» **WHAT YOU WILL DO**: The full listing should be set down again precisely.

══════════

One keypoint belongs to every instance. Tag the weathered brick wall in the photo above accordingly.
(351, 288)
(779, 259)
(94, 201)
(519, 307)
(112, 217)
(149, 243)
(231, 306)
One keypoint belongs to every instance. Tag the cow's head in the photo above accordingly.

══════════

» **OUTPUT OF THE TASK**:
One keypoint belongs to every instance. Tag the weathered brick wall in the photo above accordingly.
(351, 288)
(779, 259)
(94, 201)
(519, 307)
(112, 217)
(149, 243)
(231, 306)
One keypoint belongs to every instance. Tag the cow's head in the photo above accordingly.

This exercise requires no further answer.